> _ABOUT THIS EXERCISE_
Scan the listing and copy each line where the word "grey" is present.
::: STUDY MATERIAL :::
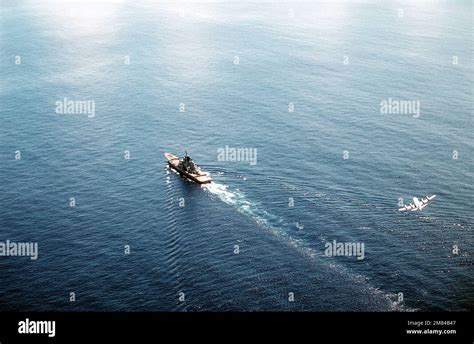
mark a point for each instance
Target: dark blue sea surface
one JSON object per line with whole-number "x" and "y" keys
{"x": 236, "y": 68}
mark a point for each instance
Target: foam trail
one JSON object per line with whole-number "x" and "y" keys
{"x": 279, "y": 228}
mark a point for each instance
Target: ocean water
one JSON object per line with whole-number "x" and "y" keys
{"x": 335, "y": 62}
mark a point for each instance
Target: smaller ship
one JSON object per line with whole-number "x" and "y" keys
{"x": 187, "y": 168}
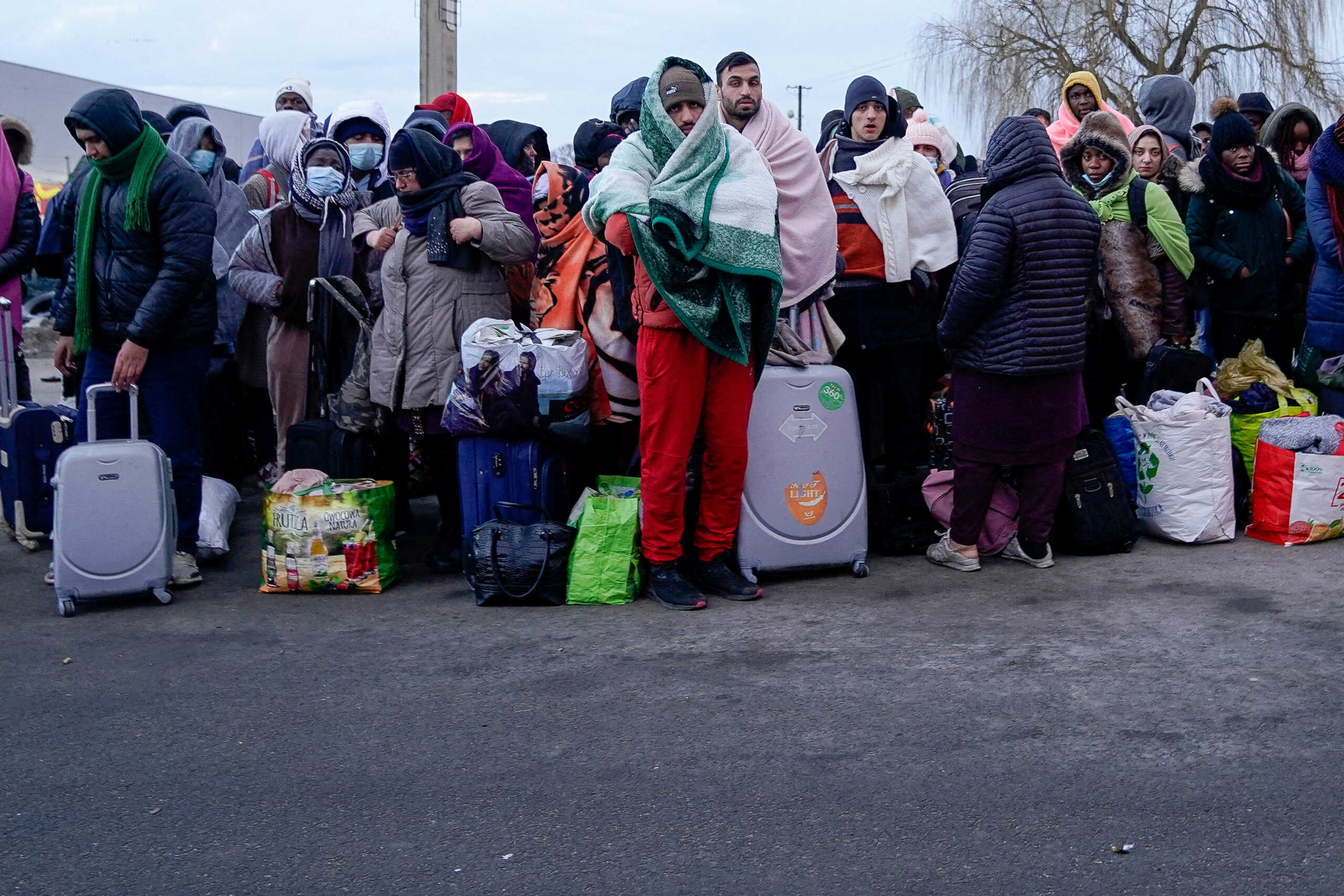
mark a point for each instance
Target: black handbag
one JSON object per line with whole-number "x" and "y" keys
:::
::: STUDY MATERIAL :::
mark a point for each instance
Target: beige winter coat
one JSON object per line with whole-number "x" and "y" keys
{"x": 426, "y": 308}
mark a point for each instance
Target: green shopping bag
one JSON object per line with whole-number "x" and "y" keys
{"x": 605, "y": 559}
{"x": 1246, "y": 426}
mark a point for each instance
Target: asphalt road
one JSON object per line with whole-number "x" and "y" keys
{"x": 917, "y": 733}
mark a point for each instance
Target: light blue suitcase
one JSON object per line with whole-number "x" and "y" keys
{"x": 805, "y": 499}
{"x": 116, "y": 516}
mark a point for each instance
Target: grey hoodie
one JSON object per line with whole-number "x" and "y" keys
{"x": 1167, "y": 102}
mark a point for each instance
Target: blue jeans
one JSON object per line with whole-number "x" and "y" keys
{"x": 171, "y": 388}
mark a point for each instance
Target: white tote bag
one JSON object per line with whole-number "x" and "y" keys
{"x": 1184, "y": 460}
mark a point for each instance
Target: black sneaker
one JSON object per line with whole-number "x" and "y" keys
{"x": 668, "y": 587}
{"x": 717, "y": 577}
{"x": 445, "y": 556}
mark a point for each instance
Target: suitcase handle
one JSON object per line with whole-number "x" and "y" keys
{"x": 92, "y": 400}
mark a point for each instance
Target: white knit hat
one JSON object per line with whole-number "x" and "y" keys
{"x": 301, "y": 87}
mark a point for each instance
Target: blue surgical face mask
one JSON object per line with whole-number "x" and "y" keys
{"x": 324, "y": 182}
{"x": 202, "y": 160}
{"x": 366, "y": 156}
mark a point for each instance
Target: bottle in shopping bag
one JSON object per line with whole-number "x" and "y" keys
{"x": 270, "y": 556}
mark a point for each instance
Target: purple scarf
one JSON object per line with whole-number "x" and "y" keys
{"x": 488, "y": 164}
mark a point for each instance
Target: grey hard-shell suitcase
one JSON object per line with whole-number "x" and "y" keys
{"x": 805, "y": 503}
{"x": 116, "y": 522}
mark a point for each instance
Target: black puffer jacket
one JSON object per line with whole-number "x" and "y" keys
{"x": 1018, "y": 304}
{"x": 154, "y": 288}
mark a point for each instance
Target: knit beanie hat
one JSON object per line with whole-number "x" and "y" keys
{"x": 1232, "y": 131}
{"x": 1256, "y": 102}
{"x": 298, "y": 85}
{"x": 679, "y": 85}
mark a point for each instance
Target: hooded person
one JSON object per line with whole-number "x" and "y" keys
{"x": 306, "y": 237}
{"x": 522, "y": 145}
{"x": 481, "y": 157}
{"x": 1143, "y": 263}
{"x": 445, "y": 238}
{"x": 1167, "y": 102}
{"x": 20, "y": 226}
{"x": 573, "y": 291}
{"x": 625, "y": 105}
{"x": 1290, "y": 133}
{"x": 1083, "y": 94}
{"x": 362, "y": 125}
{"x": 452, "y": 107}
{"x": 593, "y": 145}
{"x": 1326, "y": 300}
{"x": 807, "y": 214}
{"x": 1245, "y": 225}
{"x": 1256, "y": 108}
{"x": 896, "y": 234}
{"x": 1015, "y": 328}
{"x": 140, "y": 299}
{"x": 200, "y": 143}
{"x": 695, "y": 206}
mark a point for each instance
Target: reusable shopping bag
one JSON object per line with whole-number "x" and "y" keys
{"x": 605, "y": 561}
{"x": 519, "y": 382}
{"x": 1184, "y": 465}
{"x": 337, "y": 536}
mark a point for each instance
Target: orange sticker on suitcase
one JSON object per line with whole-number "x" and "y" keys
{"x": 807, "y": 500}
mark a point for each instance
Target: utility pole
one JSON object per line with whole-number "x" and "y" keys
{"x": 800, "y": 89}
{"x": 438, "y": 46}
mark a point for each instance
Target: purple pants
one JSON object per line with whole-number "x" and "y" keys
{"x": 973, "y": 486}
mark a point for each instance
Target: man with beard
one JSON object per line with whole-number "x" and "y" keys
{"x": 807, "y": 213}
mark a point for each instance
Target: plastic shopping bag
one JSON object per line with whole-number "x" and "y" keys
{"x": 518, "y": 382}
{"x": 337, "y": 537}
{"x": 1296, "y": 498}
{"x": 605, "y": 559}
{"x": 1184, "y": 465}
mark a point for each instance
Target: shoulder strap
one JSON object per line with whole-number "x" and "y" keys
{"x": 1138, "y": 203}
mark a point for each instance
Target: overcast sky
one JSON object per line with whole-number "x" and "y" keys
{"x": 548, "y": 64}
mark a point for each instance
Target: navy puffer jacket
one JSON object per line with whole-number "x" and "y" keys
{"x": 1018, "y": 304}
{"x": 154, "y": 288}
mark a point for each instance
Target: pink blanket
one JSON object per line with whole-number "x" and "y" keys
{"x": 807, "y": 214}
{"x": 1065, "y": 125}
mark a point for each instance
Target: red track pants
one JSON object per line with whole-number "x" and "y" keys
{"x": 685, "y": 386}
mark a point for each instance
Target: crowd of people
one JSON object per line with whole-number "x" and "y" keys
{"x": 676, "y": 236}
:::
> _ANSWER SECTION_
Target: grey hoodie
Target: grey hard-shell suitcase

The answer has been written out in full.